*** The input

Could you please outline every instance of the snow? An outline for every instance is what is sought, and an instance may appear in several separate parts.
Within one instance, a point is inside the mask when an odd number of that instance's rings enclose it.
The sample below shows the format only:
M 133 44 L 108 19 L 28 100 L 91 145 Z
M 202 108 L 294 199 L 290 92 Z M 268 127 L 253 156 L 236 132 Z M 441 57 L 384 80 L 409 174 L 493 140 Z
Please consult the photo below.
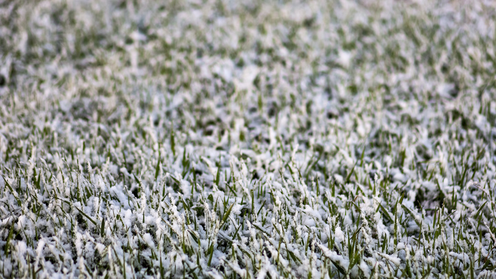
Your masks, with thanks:
M 494 277 L 462 4 L 0 5 L 0 278 Z

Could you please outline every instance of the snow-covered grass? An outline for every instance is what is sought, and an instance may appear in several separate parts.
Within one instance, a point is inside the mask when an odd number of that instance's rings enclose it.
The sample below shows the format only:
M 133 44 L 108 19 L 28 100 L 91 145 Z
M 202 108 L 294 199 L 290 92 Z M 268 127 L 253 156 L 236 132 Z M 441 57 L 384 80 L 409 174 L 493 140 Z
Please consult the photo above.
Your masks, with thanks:
M 0 277 L 496 278 L 495 11 L 0 1 Z

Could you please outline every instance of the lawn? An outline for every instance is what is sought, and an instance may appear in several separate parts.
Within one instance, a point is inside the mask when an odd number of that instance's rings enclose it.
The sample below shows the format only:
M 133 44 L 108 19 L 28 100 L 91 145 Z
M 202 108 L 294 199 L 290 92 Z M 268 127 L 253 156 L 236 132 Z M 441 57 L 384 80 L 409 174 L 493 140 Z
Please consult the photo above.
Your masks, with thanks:
M 495 11 L 0 0 L 0 278 L 496 278 Z

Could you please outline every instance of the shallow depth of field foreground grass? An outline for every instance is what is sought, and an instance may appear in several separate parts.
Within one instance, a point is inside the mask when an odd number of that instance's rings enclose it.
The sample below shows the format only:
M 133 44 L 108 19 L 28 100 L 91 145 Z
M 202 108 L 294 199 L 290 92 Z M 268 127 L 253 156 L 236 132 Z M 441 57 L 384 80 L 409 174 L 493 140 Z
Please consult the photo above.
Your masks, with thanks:
M 495 11 L 0 1 L 0 278 L 496 278 Z

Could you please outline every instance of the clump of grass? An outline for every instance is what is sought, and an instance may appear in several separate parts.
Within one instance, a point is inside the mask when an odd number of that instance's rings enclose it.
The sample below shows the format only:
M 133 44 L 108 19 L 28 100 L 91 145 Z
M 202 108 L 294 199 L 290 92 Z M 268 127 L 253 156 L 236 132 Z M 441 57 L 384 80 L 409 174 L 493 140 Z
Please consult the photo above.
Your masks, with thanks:
M 495 277 L 459 4 L 0 3 L 0 277 Z

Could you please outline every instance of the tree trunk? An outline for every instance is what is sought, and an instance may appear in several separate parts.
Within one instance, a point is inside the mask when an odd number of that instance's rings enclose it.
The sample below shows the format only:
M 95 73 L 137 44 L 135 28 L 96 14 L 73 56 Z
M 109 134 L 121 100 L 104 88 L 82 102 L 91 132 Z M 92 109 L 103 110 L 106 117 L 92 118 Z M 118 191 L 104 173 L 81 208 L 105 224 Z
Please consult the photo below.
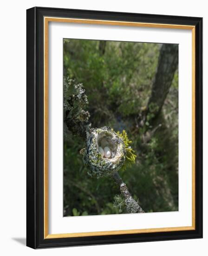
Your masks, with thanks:
M 145 115 L 149 122 L 160 113 L 178 64 L 178 45 L 163 44 L 160 49 L 157 70 Z

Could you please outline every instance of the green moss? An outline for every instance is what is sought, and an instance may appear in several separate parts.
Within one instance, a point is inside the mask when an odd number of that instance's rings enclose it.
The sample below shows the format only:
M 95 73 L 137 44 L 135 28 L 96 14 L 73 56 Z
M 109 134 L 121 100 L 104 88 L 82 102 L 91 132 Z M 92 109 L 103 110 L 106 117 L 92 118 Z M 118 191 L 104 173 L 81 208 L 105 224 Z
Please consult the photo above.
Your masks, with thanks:
M 135 163 L 136 155 L 134 154 L 135 151 L 130 146 L 132 141 L 129 139 L 126 131 L 123 130 L 122 133 L 117 132 L 117 134 L 123 140 L 126 150 L 126 160 L 122 168 L 124 170 L 126 169 L 127 166 L 130 166 Z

******

Turn every line of the listing above into a numbered list, skipping the blank lines. Leave out the picture lines.

1. Could you please outline every instance of the snow? An outline for every instance is what is sought, and an instance may appear in several separate parts.
2. Within one instance, a point is inside the mask when an odd number of that instance's rings enclose it.
3. The sample below shows the format only:
4. M 133 44 L 108 19 L 28 100 L 91 145 Z
5. M 202 108 L 294 199 L 290 92 Z M 268 127 L 253 156 L 236 132 Z M 441 57 L 384 80 L 409 174 L 493 140 Z
6. Please consult the photo below.
7. Your masks, with thanks:
8. M 494 277 L 462 4 L 0 5 L 0 278 Z
9. Could you please outline every instance of the snow-covered grass? An outline for every instance is what is sought, and an instance may appear in several separate parts.
10. Within one instance, a point is inside the mask when an odd number of that instance's rings enclose it.
11. The sample below shows the format only:
12. M 133 44 L 108 19 L 28 100 L 91 145 Z
13. M 202 108 L 294 199 L 290 92 Z M 268 127 L 253 156 L 236 132 Z M 441 57 L 384 80 L 409 174 L 493 140 Z
14. Please consult the photo above.
15. Your masks, with thanks:
16. M 0 277 L 496 278 L 495 11 L 0 1 Z
17. Could you please outline every instance of the lawn? An outline for every instance is what is sought, and an instance may appear in several separate parts.
18. Within one instance, a point is inside the mask when an odd number of that instance's rings enclose it.
19. The sample below shows the format only:
20. M 133 44 L 108 19 L 28 100 L 91 145 Z
21. M 202 108 L 294 199 L 290 92 Z M 268 127 L 253 156 L 236 132 Z M 441 57 L 384 80 L 409 174 L 493 140 Z
22. Please consult the photo above.
23. Your masks, with thanks:
24. M 495 11 L 0 0 L 0 278 L 496 278 Z
25. Could you please outline every instance of the shallow depth of field foreground grass? An outline for every instance is what is sought, and an instance may appear in several separate parts.
26. Within one instance, a point is inside the mask when an odd number of that instance's rings enclose it.
27. The sample below shows the format only:
28. M 133 44 L 108 19 L 28 100 L 91 145 Z
29. M 202 108 L 294 199 L 290 92 Z M 268 127 L 253 156 L 236 132 Z M 441 57 L 384 80 L 409 174 L 493 140 Z
30. Please consult the photo above.
31. Your masks, with thanks:
32. M 495 11 L 0 1 L 0 278 L 496 278 Z
33. Could you please outline every instance of the clump of grass? An outline for every instance is what is sought, and an instance may appear in several separate parts.
34. Within one instance, a point is inside the mask when an odd number of that instance's rings enclose it.
35. The sample below shows the format only:
36. M 133 44 L 108 19 L 28 100 L 91 145 Z
37. M 202 108 L 294 199 L 290 92 Z M 268 127 L 253 156 L 236 132 Z M 441 57 L 384 80 L 409 174 L 493 140 Z
38. Please consult the photo above.
39. Your masks, with thanks:
40. M 495 277 L 459 4 L 0 3 L 0 277 Z
41. Could you please outline every instance of the tree trunk? An outline for every instance is what is sought, and an instance may appear in several separate parts.
42. Within one instance, a point is inside the mask when an odd number of that instance's rings enclose it.
43. The sample below shows the format only:
44. M 95 73 L 137 44 L 135 28 L 96 14 L 73 56 Z
45. M 109 134 L 121 100 L 104 88 L 82 102 L 91 132 Z M 92 109 L 103 110 L 106 117 L 92 118 Z M 118 191 L 104 173 L 81 208 L 105 224 Z
46. Please consult the photo below.
47. Your masks, with thanks:
48. M 145 115 L 149 122 L 160 113 L 178 64 L 178 45 L 163 44 L 160 49 L 157 70 Z
49. Could you please outline every instance of the green moss? An outline for every instance is what is sought, and an instance may appear in several separate parts.
50. Within one instance, a point is inside the mask when an odd number of that instance's rings enclose it.
51. The sample below shows the format only:
52. M 95 73 L 137 44 L 135 28 L 96 14 L 73 56 Z
53. M 109 134 L 121 100 L 104 88 L 82 102 L 91 132 Z M 92 109 L 103 110 L 106 117 L 92 118 Z M 118 191 L 104 173 L 81 208 L 105 224 Z
54. Please consult the photo above.
55. Your masks, with thanks:
56. M 135 163 L 136 155 L 134 154 L 135 151 L 130 146 L 132 141 L 129 139 L 126 131 L 123 130 L 122 133 L 117 132 L 117 134 L 123 140 L 126 150 L 126 160 L 122 168 L 124 170 L 126 169 L 127 166 L 130 166 Z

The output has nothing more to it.